> SELECTED EXTRACT
Making the science of trauma and dissociation more accessible
This site aims to fill a void of comprehensive yet accessible resources pertaining to trauma and dissociation. It serves to promote awareness and understanding of a variety of topics related to dissociative identity disorder, other dissociative disorders, trauma, and trauma's effects. It achieves this by presenting current research and validated sources to the general public in a more easily understandable form. A secondary aim of this website is to promote connecting dissociative trauma survivors to research studies in order to contribute to scientific progress on these subjects.
Dissociation is a disconnection between one’s conscious awareness and aspects of one’s environment, experiences, or perceptions. Dissociation is very common, so much so that some claim that it is the third most common mental health symptom. Individuals can experience dissociation for many reasons. Causes or triggers can vary from temporary stress to clinical anxiety to chronic childhood trauma. In some cases, dissociation can serve as a coping mechanism and buffer individuals from overwhelming life circumstances. However, when dissociation is severe or long lasting, it can be disabling.
The Diagnostic and Statistical Manual (DSM-5) includes five dissociative disorders. These are dissociative identity disorder (DID), dissociative amnesia (DA), depersonalization/derealization disorder (DPDR), other specified dissociative disorder (OSDD), and unspecified dissociative disorder (UDD). However, these are not the only conditions in which dissociation plays a prominent role. Somatic symptom disorder, conversion disorder, trauma-and-stressor-related disorders, and borderline personality disorder can also be conceptualized as primarily or often dissociative in nature. Additionally, dissociation has been found in many individuals with anxiety disorders, mood disorders, eating disorders, schizophrenia spectrum disorders, and obsessive-compulsive disorders.
Despite this, dissociation is poorly known and poorly understood. Neither the general public nor most mental health practitioners know much about dissociation, how to recognize it, or how to treat it. As a result, many individuals with clinical dissociation or dissociative disorders suffer in silence.

> PROBLEMS TO SOLVE
A: According to the text about dissociation, how many dissociative disorders does the DSM-5 include?
B: Repeat the text about dissociation word for word, starting with "Dissociation is a" and going on through "can be disabling.".
C: Write the next part of the text about dissociation, picking up after its final sentence.

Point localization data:
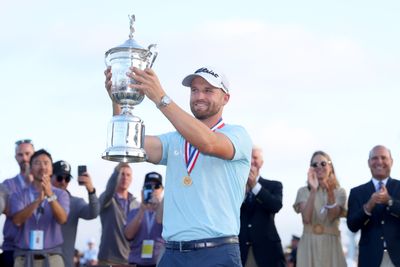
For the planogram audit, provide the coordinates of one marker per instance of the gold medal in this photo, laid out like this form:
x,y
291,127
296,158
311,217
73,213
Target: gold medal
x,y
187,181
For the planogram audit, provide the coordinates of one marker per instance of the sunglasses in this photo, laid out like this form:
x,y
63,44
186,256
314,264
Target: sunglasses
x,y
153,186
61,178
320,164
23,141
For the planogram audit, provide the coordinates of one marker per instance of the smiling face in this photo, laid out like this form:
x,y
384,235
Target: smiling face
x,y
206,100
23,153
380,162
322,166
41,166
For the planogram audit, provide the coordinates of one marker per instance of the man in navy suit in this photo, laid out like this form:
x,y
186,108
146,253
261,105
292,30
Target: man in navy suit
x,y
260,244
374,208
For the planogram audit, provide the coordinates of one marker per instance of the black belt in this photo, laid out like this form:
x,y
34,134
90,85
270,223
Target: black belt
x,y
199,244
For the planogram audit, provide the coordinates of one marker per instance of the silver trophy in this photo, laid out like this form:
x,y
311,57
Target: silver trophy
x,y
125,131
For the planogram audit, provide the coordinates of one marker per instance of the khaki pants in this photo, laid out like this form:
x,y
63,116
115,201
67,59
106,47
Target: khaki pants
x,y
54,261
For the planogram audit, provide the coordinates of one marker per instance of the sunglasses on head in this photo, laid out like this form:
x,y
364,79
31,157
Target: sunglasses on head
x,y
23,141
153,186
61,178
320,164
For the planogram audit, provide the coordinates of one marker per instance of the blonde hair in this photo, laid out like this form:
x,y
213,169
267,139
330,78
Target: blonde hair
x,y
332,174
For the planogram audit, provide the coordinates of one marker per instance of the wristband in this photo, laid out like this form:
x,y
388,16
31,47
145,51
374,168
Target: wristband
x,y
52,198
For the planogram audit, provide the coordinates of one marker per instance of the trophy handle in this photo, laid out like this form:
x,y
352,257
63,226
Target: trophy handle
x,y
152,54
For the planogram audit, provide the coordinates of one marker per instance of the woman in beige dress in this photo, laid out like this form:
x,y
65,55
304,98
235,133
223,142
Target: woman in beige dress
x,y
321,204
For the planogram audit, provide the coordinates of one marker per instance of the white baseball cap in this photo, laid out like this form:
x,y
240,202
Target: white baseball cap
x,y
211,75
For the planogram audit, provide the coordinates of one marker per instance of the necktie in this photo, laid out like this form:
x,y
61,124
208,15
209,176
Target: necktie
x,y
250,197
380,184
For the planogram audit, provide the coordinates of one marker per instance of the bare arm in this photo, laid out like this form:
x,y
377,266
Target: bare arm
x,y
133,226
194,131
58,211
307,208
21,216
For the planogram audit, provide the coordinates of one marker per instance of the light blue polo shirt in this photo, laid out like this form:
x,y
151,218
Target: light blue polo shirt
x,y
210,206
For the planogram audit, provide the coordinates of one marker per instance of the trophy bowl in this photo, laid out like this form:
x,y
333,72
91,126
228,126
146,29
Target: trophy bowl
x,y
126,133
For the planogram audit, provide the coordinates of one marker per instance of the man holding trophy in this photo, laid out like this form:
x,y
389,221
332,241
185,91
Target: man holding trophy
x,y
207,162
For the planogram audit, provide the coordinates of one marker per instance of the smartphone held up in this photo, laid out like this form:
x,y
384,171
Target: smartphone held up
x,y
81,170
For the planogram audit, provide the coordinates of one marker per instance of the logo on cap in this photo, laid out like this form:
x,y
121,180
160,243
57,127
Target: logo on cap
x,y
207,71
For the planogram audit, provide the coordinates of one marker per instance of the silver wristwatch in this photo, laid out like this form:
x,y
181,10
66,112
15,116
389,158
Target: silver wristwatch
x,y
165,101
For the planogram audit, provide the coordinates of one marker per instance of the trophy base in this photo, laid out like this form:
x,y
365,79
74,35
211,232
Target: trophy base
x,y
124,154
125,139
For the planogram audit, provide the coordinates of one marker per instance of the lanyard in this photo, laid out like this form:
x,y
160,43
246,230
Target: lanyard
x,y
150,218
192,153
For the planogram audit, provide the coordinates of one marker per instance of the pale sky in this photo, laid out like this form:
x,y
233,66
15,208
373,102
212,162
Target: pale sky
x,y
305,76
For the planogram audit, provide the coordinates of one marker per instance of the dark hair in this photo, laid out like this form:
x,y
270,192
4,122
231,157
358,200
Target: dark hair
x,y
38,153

* * *

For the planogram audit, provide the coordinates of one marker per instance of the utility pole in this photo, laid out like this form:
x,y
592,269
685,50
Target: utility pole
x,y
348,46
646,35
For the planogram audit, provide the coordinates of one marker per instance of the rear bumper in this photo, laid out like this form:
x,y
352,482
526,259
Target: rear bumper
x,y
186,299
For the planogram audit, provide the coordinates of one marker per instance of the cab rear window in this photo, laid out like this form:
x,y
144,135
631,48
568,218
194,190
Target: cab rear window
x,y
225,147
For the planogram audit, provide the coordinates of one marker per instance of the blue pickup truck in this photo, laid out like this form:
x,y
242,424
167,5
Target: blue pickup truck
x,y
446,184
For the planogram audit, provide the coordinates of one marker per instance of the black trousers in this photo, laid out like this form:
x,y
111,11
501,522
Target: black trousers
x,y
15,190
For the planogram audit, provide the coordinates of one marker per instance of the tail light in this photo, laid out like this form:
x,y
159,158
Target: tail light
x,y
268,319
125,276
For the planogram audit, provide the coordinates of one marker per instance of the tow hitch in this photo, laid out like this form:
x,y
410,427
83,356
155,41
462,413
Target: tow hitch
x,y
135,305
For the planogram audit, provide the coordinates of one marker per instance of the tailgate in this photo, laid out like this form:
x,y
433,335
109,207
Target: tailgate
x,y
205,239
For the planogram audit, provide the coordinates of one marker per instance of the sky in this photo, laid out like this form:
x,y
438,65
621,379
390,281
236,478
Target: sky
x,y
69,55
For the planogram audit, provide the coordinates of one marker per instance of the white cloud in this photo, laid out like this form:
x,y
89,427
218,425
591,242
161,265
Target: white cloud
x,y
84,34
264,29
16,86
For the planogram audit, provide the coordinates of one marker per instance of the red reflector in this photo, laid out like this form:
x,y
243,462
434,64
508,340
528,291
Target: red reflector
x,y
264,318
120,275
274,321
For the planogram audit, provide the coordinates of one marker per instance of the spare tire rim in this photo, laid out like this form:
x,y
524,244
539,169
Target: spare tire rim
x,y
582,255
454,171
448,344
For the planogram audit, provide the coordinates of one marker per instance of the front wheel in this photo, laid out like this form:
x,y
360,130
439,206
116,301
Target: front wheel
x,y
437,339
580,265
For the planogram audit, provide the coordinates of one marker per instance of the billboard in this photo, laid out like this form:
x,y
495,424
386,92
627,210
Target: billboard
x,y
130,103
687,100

...

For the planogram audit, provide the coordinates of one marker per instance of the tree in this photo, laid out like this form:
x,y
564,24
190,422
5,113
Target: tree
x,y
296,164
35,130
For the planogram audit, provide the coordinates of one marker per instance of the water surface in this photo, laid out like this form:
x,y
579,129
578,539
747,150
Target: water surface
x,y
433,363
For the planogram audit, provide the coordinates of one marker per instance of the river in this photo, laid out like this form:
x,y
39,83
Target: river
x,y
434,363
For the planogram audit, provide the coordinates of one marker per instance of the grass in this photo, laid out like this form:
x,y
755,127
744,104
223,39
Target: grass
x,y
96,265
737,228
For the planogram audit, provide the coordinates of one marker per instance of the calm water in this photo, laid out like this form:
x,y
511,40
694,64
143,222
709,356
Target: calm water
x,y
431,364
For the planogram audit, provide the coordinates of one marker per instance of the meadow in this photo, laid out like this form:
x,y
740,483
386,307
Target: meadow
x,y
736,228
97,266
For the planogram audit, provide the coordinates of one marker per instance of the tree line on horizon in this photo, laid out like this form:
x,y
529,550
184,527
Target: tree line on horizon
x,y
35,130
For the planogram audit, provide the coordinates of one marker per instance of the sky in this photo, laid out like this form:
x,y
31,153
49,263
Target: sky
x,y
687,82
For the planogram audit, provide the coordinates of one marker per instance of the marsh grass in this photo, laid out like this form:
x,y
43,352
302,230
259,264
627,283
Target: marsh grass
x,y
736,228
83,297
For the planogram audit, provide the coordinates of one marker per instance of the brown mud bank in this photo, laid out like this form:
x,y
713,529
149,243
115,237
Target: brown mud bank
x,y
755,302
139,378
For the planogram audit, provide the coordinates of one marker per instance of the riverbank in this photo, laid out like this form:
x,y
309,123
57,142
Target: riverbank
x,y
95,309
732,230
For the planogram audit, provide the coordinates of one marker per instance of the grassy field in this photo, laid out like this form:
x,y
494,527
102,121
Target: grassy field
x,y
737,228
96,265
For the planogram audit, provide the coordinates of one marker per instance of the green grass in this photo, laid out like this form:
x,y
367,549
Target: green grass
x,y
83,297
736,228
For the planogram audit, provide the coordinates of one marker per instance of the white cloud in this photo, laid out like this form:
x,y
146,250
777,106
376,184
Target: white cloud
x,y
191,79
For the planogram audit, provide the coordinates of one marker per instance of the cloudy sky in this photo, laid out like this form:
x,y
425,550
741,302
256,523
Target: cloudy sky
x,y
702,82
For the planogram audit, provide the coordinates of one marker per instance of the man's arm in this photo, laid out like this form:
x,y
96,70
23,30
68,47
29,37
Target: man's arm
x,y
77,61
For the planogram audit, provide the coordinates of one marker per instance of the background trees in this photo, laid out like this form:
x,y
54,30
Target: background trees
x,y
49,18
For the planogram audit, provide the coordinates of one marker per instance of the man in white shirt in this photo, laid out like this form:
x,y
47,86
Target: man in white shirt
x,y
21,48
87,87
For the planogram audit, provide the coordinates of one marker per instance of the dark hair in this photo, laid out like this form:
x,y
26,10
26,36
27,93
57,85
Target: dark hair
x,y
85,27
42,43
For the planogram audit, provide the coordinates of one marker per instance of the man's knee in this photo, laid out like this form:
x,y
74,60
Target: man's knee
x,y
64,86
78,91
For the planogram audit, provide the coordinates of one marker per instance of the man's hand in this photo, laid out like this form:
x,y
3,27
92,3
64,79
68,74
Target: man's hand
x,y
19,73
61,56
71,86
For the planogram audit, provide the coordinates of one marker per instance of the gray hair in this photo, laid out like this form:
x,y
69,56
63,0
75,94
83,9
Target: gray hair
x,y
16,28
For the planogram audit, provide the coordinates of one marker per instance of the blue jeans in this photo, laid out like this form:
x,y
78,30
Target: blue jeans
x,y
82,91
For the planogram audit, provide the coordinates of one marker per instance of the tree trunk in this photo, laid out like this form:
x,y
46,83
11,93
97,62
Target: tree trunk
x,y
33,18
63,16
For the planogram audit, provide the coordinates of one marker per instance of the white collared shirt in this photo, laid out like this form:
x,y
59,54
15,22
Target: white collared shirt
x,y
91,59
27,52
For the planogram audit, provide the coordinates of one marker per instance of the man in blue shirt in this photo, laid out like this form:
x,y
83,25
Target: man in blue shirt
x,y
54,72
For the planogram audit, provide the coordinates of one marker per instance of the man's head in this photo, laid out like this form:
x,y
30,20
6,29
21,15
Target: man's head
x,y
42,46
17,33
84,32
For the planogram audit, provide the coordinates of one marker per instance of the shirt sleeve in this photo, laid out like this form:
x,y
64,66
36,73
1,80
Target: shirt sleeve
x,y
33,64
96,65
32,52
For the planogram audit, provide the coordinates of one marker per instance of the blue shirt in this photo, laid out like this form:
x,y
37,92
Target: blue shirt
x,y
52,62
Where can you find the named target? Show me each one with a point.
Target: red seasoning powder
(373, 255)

> ANSWERS BY ITEM NUMBER
A: Five.

B:
Dissociation is a disconnection between one’s conscious awareness and aspects of one’s environment, experiences, or perceptions. Dissociation is very common, so much so that some claim that it is the third most common mental health symptom. Individuals can experience dissociation for many reasons. Causes or triggers can vary from temporary stress to clinical anxiety to chronic childhood trauma. In some cases, dissociation can serve as a coping mechanism and buffer individuals from overwhelming life circumstances. However, when dissociation is severe or long lasting, it can be disabling.

C:
Out of all of the dissociative disorders, DID is perhaps the best known and yet the most poorly understood. Previously known as multiple personality disorder, DID is plagued by myths and misconceptions that are spread by the media, general public, and professionals alike. Though a wealth of evidence supports that the disorder results from repeated childhood trauma, DID is frequently portrayed as the result of fantasy, the need to repress socially unacceptable desires, a single moderately traumatic childhood experience, or adult trauma.Though DID is in no way related to schizophrenia or bipolar disorder, the media consistently confuses these conditions. Focus is always aimed at the most unique aspect of dissociative identity disorder, the numerous alternate personalities that it results in, but attention is rarely given to symptoms of derealization and depersonalization, to co-morbid posttraumatic stress disorder or depression, or to the intense feelings of denial, shame, betrayal, and isolation that are so common among survivors. Time loss is a well known symptom of DID, but passive influence is not. Doubt in the disorder is treated like a personal position on the validity of a myth instead of a sign of pervasive ignorance that emphasizes the need for current research to be more widely shared and understood.